AANGELEVERD FRAGMENT.
........

Een leven ten dienste van de kunst én het moederschap leek tot voor kort nauwelijks mogelijk. Maar juist de afgelopen jaren laten vrouwelijke kunstenaars het thema zien in hun werk én vragen ze aandacht voor hun achtergestelde positie.
Toen Barbara Philipp met haar dikke buik over een kunstbeurs liep, werd haar gezegd dat ze als moeder haar carrière in de kunst verder wel kon vergeten. Niet alléén de galeriehouders zeiden dat, ook andere vrouwelijke kunstenaars, vrouwen die Philipp als feministisch zou omschrijven. Met één, later twee kleine kinderen was het als kunstenaar ook lastig kinderopvang te betalen. Philipps vriend kon zijn kortlopende contracten bij de universiteit niet aanpassen, dus zat er voor het stel niets anders op dan haar thuis te laten blijven met de kinderen.
Moederschap en kunstenaarschap gaan niet vanzelfsprekend samen, en de kunstwereld is er slecht op ingericht. Kunst óver het moederschap is dan ook bepaald niet alomtegenwoordig in de kunstgeschiedenis. (Mannelijke) kunstenaars maakten weliswaar weleens een portret van hun moeder, de meest aanbeden en afgebeelde moeder, Maria, geniet haar faam vooral vanwege de status van haar zoon.

........

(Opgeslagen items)
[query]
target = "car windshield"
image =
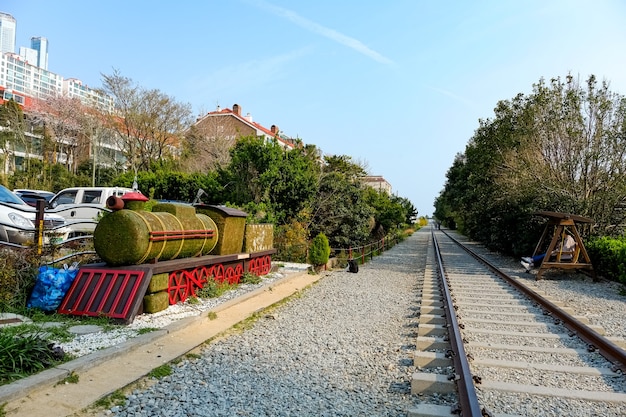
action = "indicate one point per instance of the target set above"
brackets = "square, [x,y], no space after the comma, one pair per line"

........

Beantwoord deze vragen over het fragment over moederschap en kunst:
(a) Wie zeiden tegen Barbara Philipp op de kunstbeurs dat ze haar carrière als moeder wel kon vergeten?
(b) Wat kon Philipps vriend niet aanpassen?
(c) Waaraan dankt Maria haar faam vooral?
De records vormen apart materiaal, los van het fragment.

(a) Galeriehouders en ook andere vrouwelijke kunstenaars, die Philipp als feministisch zou omschrijven.
(b) Zijn kortlopende contracten bij de universiteit.
(c) Aan de status van haar zoon.